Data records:
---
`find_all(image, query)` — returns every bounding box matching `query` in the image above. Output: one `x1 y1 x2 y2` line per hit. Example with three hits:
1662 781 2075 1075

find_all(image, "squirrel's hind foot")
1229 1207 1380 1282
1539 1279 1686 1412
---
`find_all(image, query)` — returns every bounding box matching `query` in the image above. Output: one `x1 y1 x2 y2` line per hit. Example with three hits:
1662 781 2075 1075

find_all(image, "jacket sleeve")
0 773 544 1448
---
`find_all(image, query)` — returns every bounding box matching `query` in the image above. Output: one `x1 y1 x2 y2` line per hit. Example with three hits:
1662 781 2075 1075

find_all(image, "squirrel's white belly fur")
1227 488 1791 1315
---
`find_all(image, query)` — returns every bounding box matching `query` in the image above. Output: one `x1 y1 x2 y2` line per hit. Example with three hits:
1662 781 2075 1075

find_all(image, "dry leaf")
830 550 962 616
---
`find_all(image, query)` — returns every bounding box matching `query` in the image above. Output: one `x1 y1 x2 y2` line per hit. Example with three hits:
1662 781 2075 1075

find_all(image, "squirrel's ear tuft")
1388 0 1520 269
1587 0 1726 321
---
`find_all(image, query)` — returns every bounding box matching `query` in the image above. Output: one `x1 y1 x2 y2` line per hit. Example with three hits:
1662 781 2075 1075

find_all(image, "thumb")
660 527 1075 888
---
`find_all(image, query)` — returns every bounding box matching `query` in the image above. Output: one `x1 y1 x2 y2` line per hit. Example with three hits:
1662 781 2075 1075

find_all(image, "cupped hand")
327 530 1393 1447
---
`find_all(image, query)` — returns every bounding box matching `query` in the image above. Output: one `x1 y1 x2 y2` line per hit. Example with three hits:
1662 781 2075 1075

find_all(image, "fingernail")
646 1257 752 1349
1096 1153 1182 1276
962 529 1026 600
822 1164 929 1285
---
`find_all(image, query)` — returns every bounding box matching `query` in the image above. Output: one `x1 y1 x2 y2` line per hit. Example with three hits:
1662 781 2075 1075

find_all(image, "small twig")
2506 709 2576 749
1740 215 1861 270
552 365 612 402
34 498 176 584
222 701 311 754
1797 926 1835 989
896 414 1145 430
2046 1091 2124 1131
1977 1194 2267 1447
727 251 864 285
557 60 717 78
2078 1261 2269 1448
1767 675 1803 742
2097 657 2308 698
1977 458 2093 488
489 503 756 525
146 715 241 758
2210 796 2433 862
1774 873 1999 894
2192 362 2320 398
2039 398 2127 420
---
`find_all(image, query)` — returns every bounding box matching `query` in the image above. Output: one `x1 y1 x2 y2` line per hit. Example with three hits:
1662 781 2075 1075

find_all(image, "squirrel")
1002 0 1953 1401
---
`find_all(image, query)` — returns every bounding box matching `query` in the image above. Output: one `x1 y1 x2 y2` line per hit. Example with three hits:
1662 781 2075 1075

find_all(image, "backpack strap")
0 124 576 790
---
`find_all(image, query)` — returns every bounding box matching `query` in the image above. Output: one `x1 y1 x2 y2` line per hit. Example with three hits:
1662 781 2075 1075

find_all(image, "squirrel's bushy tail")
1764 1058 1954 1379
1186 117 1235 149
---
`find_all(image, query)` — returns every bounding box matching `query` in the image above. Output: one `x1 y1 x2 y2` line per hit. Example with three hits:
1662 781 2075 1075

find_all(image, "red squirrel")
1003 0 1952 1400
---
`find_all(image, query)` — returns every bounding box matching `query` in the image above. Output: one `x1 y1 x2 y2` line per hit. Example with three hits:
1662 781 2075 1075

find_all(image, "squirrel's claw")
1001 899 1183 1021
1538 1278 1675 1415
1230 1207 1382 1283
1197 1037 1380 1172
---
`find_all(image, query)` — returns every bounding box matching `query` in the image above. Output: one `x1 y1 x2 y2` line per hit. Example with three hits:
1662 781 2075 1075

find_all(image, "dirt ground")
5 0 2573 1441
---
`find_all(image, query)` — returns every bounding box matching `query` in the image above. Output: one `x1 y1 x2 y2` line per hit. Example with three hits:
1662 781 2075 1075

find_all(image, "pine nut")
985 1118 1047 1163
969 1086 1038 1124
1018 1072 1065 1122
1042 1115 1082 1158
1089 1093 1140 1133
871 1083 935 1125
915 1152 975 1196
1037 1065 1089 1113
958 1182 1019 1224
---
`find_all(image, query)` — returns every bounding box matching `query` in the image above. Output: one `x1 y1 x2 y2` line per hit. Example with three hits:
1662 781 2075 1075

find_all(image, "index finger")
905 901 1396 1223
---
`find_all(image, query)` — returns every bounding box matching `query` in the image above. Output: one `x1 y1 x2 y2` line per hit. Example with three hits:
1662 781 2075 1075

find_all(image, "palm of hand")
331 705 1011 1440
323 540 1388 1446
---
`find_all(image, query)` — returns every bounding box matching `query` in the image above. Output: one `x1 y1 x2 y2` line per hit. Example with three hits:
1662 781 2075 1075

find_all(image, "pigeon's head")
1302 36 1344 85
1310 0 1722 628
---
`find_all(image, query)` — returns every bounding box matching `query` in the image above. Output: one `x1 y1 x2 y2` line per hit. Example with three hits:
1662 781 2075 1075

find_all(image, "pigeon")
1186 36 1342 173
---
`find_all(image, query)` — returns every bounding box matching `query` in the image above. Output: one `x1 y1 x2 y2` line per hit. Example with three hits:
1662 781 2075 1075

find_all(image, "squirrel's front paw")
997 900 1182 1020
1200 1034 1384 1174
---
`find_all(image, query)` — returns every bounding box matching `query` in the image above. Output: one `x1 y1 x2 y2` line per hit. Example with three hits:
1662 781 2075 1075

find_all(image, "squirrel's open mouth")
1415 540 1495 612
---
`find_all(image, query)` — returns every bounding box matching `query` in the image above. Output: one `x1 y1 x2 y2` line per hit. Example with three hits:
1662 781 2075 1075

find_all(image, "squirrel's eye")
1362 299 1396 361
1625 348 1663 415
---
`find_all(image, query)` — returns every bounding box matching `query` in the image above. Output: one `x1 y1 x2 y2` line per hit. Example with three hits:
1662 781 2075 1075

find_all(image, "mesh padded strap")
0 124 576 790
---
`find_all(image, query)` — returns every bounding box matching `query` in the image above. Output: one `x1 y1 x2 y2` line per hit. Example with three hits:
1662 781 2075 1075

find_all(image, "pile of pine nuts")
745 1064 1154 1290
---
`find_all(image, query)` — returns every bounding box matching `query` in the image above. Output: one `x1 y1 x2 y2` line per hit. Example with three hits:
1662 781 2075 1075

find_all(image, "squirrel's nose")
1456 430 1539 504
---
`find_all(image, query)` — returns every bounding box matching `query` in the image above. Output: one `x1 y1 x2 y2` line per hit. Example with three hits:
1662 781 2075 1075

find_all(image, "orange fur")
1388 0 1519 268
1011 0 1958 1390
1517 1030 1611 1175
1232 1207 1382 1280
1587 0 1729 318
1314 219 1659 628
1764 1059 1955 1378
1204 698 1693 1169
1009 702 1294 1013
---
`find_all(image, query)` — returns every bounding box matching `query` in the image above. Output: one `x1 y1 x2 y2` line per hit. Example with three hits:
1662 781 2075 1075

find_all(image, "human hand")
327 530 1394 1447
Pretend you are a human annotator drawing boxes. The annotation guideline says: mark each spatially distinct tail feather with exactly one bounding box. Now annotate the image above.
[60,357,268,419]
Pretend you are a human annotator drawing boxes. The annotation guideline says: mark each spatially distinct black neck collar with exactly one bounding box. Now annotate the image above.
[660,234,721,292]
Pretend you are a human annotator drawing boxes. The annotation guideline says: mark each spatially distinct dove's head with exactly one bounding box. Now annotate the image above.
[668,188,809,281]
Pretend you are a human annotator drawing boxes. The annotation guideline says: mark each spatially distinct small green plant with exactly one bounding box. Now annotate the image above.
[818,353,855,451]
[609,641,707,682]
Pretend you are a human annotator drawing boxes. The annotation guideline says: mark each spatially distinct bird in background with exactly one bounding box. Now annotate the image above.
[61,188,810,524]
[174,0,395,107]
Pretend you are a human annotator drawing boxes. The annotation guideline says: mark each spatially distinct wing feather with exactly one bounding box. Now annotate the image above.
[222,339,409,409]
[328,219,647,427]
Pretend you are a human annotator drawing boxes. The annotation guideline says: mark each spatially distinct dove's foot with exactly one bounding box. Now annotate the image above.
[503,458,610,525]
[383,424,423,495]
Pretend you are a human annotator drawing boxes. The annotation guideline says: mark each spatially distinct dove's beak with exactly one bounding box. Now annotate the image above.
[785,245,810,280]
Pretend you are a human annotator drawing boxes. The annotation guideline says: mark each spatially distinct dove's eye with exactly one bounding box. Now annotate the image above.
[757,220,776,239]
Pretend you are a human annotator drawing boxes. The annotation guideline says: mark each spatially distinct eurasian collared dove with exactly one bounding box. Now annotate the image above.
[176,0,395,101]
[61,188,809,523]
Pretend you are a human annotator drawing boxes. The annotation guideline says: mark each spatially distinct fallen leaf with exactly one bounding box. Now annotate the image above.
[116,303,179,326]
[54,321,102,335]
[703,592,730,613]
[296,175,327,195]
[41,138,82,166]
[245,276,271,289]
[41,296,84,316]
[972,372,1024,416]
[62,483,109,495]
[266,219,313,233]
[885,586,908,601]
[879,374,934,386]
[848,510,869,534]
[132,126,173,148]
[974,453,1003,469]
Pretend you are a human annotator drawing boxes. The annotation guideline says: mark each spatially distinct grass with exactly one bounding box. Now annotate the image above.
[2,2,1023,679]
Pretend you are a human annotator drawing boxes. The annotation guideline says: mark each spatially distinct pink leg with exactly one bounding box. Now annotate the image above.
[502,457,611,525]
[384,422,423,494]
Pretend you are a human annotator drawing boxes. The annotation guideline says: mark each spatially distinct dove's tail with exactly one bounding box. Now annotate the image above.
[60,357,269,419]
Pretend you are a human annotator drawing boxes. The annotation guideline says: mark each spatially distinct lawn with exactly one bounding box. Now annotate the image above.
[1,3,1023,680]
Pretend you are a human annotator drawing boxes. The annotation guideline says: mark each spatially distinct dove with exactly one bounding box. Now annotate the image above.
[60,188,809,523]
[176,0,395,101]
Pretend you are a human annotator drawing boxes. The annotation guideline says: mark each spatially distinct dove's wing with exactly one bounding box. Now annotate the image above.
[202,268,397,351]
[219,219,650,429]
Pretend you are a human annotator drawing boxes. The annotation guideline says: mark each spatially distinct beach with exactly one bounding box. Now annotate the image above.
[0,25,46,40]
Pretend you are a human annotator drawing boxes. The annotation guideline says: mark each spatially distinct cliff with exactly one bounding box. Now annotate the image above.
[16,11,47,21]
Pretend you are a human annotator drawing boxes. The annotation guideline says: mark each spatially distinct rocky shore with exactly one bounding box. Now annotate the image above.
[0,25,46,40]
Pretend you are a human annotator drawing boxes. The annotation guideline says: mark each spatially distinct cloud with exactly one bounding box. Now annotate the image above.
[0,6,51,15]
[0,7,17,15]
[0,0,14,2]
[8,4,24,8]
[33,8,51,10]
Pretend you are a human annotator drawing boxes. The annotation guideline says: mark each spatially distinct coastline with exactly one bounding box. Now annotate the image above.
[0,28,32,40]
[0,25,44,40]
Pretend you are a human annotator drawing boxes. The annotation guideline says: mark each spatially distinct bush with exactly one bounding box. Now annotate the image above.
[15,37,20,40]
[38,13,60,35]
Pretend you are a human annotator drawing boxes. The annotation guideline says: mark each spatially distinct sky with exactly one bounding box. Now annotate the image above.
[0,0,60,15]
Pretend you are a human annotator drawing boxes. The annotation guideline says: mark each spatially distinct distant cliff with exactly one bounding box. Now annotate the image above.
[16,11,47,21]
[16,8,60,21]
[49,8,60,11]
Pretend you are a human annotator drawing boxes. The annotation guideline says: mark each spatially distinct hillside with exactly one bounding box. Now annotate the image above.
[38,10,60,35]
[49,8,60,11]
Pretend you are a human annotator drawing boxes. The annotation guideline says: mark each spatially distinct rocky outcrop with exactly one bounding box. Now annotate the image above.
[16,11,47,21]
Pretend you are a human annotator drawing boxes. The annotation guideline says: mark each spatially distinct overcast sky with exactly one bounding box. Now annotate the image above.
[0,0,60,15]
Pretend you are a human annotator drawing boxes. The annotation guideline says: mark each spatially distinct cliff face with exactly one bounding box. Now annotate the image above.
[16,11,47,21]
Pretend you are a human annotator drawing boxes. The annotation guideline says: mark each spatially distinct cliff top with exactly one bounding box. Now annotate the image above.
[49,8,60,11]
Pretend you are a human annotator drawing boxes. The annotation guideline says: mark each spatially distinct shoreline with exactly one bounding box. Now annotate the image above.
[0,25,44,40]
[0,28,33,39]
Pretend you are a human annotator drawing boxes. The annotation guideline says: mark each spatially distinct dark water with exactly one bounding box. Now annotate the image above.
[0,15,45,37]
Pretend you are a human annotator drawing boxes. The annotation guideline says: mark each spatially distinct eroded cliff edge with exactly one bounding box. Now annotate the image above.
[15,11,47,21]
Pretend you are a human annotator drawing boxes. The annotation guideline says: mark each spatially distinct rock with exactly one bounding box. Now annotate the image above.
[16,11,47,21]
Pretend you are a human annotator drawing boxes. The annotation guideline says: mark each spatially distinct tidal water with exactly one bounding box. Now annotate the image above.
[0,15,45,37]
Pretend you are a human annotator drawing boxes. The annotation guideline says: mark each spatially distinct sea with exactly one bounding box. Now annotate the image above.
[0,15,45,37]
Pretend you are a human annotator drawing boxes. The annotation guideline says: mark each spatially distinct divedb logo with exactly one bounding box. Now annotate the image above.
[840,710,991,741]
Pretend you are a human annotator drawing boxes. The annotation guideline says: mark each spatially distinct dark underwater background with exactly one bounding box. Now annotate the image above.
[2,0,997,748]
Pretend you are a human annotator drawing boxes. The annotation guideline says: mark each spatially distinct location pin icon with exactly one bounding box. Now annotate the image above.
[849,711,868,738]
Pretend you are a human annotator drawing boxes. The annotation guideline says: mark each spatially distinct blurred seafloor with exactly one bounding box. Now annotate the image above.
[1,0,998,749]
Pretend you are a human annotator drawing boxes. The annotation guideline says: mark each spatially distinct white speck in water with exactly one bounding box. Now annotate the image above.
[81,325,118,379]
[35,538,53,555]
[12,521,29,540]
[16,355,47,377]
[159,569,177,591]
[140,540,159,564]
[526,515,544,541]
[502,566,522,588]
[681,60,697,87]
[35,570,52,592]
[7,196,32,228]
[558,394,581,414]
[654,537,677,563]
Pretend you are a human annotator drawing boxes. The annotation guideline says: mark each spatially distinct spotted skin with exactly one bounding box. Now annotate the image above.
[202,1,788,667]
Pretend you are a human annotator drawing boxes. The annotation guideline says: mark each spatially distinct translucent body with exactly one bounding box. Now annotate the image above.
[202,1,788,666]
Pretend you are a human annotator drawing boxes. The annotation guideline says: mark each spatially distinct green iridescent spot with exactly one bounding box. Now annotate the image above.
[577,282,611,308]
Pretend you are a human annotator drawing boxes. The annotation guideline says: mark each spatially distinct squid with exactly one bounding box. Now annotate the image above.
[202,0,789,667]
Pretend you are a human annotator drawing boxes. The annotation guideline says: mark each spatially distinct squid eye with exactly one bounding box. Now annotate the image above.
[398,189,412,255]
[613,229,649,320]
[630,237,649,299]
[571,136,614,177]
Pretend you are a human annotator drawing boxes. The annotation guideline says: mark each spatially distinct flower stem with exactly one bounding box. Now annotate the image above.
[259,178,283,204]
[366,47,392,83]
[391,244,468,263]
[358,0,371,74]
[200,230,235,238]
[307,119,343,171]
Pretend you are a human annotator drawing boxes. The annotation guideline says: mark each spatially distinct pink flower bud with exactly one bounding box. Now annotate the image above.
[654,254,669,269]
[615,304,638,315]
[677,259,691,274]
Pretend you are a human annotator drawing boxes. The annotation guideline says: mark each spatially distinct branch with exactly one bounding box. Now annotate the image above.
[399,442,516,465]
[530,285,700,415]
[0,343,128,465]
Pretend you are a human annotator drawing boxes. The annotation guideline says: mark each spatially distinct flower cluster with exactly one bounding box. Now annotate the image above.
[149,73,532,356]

## Task statement
The required output is the line containing "distinct flower stem" through the last line of the records above, each copied exactly and nothing more.

## The answer
Pretend you are a human annotator drawing boxes. The annotation guideline says: mark each spatially distinct flower stem with exactly one bounding box. Now annotate the image above.
[259,178,283,204]
[366,47,392,83]
[391,244,468,263]
[358,0,371,74]
[200,230,235,238]
[307,119,343,171]
Pretend you are a human annotator drawing boxes. The annotation guideline says: mark each spatially distinct pink flower bud with exactly one bounding box. Now annotate the image above.
[654,254,669,269]
[615,304,638,315]
[677,259,691,274]
Pretend you are a human annotator drawing boxes. The annotation guideline says: mark each spatially distinct branch with exactly one bounding box. Now annotate the image above.
[399,442,516,465]
[530,285,700,415]
[0,343,128,465]
Pretend you are a human annotator drawing boxes. The annotation guideline says: mark each spatially distinct flower cluster with exactly one bounding box. Now annotate the image above.
[149,73,532,356]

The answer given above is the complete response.